* **SHORT EXERCISE**
Beginning with the line containing "mozzarella shown in this photo?" and ending with the last line, repeat the records exactly.

• • • • • • •

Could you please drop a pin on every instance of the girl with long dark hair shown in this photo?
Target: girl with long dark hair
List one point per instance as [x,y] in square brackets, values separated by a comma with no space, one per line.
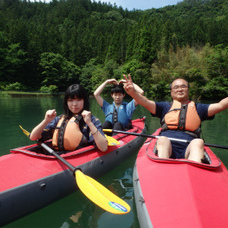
[76,128]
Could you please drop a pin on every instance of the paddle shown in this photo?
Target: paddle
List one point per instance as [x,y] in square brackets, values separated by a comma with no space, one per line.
[91,188]
[112,141]
[157,136]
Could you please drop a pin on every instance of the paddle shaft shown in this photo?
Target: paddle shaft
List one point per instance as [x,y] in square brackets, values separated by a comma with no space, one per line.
[71,167]
[171,139]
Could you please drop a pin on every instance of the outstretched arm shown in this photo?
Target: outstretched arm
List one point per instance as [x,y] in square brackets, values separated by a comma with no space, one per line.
[139,98]
[218,107]
[98,91]
[37,131]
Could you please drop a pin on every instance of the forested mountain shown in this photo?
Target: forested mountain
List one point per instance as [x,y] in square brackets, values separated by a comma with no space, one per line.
[48,46]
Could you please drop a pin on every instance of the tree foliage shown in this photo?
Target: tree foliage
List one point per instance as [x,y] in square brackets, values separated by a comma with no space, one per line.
[83,41]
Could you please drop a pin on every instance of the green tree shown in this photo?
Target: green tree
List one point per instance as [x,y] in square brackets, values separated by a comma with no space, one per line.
[57,70]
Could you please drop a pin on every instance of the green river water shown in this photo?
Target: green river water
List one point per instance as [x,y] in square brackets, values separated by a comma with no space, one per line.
[76,210]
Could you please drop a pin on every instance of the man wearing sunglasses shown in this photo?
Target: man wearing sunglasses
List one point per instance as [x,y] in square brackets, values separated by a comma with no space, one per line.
[179,119]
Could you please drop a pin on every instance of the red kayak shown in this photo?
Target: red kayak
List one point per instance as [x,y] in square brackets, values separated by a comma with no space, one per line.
[31,180]
[178,192]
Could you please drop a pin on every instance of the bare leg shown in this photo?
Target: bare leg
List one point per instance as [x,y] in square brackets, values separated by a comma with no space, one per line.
[195,150]
[164,147]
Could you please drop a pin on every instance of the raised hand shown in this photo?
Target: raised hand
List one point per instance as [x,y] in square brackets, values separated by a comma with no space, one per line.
[128,84]
[50,115]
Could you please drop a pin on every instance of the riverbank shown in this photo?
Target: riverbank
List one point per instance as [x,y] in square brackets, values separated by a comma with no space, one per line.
[27,94]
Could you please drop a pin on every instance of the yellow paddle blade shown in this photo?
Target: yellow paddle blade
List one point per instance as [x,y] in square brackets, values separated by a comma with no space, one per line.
[24,131]
[107,130]
[101,195]
[112,141]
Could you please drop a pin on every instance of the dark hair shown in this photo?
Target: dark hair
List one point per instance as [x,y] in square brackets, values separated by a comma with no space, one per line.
[118,89]
[75,91]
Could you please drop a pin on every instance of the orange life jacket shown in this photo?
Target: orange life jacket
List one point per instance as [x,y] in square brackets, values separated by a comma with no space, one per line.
[182,117]
[67,134]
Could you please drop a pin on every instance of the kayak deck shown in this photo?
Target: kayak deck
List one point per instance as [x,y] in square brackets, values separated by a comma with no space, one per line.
[178,192]
[31,180]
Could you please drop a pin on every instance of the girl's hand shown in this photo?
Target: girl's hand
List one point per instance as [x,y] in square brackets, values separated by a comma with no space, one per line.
[50,115]
[86,116]
[112,81]
[128,84]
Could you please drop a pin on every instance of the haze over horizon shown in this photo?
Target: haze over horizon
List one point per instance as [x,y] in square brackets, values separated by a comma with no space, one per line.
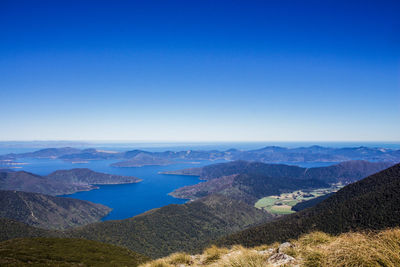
[200,70]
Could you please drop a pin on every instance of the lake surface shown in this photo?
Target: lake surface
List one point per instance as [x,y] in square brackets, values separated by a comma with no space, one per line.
[128,200]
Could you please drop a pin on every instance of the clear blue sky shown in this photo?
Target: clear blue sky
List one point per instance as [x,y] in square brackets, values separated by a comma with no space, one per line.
[200,70]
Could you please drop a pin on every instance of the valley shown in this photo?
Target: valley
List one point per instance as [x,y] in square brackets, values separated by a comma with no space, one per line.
[284,203]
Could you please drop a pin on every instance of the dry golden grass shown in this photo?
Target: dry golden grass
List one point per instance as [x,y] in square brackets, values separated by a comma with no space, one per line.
[311,250]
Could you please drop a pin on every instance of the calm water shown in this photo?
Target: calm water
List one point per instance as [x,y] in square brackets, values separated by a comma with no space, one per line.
[131,199]
[126,200]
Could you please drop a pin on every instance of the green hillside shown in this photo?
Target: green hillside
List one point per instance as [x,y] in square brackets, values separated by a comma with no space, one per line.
[372,203]
[65,252]
[188,227]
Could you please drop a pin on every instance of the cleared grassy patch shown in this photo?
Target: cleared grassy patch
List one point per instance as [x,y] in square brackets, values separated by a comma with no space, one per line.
[283,203]
[365,249]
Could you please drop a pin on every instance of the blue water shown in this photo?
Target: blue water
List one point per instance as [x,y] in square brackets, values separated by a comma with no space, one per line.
[126,200]
[132,199]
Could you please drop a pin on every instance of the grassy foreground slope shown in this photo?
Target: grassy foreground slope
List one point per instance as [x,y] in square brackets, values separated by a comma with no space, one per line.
[65,252]
[10,229]
[187,227]
[250,181]
[372,203]
[316,249]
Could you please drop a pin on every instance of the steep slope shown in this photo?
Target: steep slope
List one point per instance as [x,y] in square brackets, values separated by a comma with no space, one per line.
[251,180]
[49,212]
[29,182]
[372,203]
[65,252]
[187,227]
[10,229]
[317,249]
[86,176]
[60,182]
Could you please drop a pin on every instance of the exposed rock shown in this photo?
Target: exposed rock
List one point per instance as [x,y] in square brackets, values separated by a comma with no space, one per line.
[280,259]
[284,246]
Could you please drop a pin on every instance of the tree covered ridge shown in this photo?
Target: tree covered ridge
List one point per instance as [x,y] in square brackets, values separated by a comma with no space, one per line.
[372,203]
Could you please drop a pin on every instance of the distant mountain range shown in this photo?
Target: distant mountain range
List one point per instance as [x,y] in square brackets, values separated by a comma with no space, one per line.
[49,212]
[372,203]
[60,182]
[270,154]
[196,224]
[161,231]
[250,181]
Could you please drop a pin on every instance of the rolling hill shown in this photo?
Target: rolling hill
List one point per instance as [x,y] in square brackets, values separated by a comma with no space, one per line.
[372,203]
[49,212]
[186,227]
[250,181]
[60,182]
[65,252]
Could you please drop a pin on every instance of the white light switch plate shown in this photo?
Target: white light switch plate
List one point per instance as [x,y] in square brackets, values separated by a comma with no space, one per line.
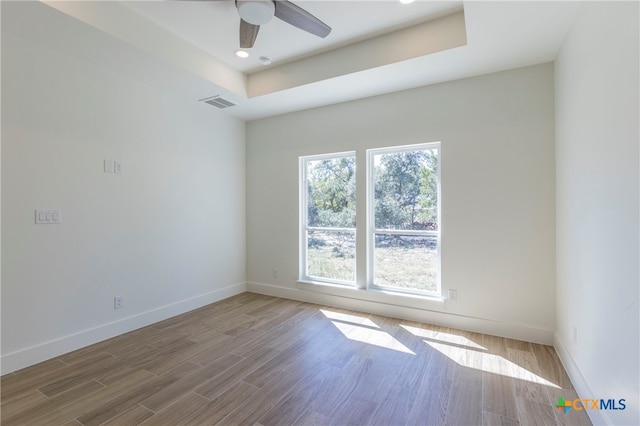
[48,216]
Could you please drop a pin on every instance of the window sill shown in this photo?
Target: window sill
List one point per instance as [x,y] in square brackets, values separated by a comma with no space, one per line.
[374,295]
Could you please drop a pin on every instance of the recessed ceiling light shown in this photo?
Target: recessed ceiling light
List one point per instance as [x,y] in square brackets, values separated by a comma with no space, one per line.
[265,60]
[242,54]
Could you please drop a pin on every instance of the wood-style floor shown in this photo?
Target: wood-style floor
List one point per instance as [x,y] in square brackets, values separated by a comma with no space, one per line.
[253,359]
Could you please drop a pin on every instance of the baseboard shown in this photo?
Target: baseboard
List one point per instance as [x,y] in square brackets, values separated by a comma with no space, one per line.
[597,417]
[480,325]
[25,357]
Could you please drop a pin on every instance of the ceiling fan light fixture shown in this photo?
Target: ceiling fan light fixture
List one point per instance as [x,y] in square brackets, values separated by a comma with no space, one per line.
[256,12]
[243,54]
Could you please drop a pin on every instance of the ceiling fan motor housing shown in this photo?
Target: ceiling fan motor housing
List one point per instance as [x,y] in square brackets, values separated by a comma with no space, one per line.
[256,12]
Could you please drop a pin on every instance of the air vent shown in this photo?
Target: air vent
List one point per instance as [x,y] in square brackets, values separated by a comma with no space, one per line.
[218,102]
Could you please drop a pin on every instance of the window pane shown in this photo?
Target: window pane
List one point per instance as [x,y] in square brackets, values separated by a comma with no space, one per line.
[331,255]
[406,261]
[331,189]
[406,190]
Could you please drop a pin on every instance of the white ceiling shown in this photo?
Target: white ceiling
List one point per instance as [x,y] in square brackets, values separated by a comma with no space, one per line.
[213,25]
[375,47]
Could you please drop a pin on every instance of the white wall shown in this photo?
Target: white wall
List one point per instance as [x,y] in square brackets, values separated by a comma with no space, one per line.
[597,171]
[498,207]
[168,234]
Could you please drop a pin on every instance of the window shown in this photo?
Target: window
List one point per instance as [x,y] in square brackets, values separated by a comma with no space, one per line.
[328,206]
[403,221]
[402,249]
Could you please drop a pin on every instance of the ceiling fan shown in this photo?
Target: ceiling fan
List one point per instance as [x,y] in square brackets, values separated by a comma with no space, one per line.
[254,13]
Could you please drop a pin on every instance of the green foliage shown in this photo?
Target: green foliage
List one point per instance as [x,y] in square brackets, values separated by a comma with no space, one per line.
[406,190]
[331,186]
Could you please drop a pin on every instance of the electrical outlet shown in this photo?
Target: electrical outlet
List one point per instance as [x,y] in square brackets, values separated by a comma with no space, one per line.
[453,295]
[118,302]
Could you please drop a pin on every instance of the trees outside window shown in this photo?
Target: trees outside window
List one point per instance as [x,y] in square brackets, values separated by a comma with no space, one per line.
[404,231]
[403,220]
[329,218]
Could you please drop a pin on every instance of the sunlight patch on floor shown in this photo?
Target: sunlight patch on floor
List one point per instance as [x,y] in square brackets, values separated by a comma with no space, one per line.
[442,336]
[355,319]
[362,329]
[489,363]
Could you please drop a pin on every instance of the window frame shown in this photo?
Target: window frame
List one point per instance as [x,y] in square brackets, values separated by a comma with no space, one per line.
[372,230]
[364,261]
[304,227]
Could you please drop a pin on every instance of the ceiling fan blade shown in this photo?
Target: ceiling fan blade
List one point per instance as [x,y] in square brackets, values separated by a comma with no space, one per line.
[300,18]
[248,34]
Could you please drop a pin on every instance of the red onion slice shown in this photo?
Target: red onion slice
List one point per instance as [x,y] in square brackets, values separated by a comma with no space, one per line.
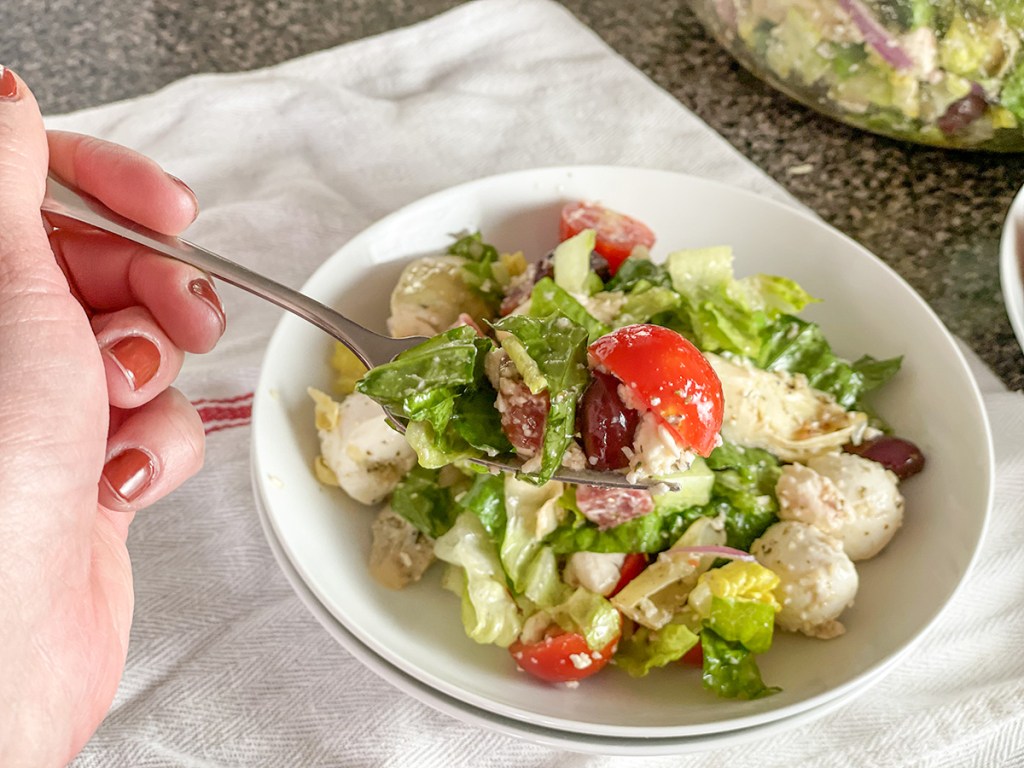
[876,35]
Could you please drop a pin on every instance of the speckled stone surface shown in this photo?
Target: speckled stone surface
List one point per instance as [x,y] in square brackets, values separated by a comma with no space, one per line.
[934,216]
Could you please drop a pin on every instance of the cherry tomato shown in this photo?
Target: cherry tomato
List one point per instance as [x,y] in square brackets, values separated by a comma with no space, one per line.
[694,655]
[560,658]
[633,566]
[669,376]
[617,233]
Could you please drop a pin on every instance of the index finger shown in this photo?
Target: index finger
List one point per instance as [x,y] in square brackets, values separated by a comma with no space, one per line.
[124,180]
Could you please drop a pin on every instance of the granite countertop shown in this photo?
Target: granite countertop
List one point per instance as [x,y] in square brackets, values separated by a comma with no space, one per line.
[934,216]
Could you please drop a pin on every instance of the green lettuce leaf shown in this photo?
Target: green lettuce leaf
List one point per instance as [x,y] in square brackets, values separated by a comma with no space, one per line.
[637,272]
[725,313]
[489,613]
[798,346]
[749,623]
[422,502]
[485,499]
[478,269]
[647,649]
[743,492]
[730,670]
[591,615]
[558,347]
[548,298]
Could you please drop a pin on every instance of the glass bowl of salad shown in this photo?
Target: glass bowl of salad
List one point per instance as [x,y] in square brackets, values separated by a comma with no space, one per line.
[944,73]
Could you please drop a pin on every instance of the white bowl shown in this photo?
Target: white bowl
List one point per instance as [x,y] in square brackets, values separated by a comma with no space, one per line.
[1012,265]
[867,308]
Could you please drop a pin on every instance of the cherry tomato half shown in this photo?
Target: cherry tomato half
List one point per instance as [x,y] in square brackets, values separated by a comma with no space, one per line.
[617,233]
[561,658]
[668,375]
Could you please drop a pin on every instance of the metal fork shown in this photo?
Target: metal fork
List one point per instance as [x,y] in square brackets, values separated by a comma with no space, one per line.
[62,201]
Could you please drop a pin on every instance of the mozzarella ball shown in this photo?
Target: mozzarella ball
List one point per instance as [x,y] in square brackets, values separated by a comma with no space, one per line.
[852,499]
[817,581]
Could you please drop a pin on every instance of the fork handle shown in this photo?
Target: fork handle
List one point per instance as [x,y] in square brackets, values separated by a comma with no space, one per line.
[64,201]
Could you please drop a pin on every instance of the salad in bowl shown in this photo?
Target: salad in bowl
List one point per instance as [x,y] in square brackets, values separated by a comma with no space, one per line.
[762,474]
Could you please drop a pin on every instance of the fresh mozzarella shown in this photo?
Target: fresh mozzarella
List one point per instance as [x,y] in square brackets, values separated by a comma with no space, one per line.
[817,581]
[852,499]
[367,457]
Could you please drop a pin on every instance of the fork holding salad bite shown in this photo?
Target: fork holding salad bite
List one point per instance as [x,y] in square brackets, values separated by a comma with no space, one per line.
[761,473]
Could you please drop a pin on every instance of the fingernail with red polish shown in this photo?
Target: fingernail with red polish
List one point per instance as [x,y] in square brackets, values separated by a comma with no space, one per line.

• • • • • • •

* **TASK OUTPUT**
Could you please drop a pin on every instance of the fresh mozzarella shown in this photo?
Target: fresh mozzarella
List one point per instance as [x,y] in square brackets, values separated by a comma with no space, one per line.
[817,581]
[852,499]
[367,457]
Could you please drop a pin on every instance of the fork holding salad bite shown in this photo?
Target: fork holding salad bite
List one point per instance as [x,y] in square brackets, values separated by a comma with no space, one per line.
[761,473]
Could you please drop a pin on every instance of the fingernail with red polish shown in this photo?
Target: fingernail with red polish
List one point per instance as [x,y] in square brackets, values separated by a comma with no space, one per line.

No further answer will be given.